Carry on the conversation below about the ending of White Teeth, picking up after its last line.

BEGIN Selected excerpt

The Ending

{Finished with White Teeth}

Debby: So clearly, we need to talk about the conclusion to the book.

Tim: That and the last hundred pages or so. Or maybe that’s another topic altogether. But yes, it merits some discussion.

Debby: Well, I feel like the last hundred pages felt like an escalation to this “grand climax”. I mean, they started talking about the New Years Eve event a number of chapters before it finally occurred. As I was reading, I thought it was weird that there was so much build-up, yet so few pages left! I couldn’t help but wonder when it would all happen. And it did happen- so there’s that. The end was quite dramatic, just not in the way I had foreseen. Did you find it satisfying?

Tim: So here’s why I brought up the last hundred pages. We’ve talked a lot about how the plot of White Teeth has seemed to amble along, progressing in no particular direction and luxuriating in its characters. And yet the book has still been immensely entertaining. Or it was, until about the last 70-100 pages of the book, which is when the tedium finally set in for me. And then paradoxically, with maybe 50 pages left is where the only really driving plot of the whole book sets in, and it’s interesting, but at that point I was kind of done. So I guess I like the ending ok, I think it fits with the rest of the book, particularly in a thematic sense (maybe even adding a nice little cap, thematically) but I just didn’t care that much about the events themselves, and that actively annoyed me because it was like being back in the worst parts of a literature class.

END Selected excerpt
BEGIN Extracted data

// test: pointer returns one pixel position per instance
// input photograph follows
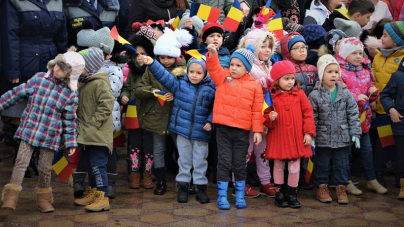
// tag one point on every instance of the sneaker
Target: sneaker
(323, 194)
(269, 190)
(341, 194)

END Extracted data

■ Answer for the task
Debby: I can’t entirely disagree with you. I have no desire to go back and read this book again, like, ever. However, I did feel a sense of momentum in the last 100 pages that kept me going. I liked Irie’s personal growth through her separation from her family and her time with Hortense (and it all culminating in her sexual intercourse with both twins). I liked how we got to see Samad and Archie’s life-choices play out dramatically. And I even liked the fact that the mouse seemed to get some resolution. The only character I didn’t particularly care for was Joshua. I found his whole act unnecessary.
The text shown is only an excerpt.